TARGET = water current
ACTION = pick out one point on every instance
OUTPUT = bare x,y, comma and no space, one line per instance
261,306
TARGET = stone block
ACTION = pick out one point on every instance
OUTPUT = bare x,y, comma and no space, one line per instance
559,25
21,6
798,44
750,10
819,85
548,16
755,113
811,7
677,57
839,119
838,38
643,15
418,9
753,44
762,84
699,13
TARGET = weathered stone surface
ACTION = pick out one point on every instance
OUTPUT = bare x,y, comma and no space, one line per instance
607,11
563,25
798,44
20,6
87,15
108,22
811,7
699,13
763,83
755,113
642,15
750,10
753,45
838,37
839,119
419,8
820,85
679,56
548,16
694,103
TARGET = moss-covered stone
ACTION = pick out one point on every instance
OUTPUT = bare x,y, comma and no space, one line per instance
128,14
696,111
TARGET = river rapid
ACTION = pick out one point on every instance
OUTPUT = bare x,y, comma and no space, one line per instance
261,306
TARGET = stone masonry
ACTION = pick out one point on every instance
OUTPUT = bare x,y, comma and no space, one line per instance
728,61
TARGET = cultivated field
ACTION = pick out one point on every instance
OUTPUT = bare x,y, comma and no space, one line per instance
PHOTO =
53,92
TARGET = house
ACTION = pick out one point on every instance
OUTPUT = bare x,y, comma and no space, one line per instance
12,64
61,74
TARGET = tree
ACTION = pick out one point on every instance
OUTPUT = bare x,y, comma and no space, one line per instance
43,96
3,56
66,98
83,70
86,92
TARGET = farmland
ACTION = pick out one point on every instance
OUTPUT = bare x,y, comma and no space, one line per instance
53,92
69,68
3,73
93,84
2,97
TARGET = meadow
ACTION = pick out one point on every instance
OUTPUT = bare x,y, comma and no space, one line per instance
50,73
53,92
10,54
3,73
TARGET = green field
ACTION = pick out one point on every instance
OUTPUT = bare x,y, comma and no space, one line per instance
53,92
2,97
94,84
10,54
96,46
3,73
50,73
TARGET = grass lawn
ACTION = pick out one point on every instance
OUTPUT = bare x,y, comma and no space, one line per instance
******
**Work instructions**
Give back exactly the lines from the one containing "TARGET = grass lawn" through the end of the material above, and nothing else.

**Exercise answer**
TARGET = grass lawn
ACTION = pick out one point on every instance
OUTPUT = bare x,y, comma and no space, one line per instance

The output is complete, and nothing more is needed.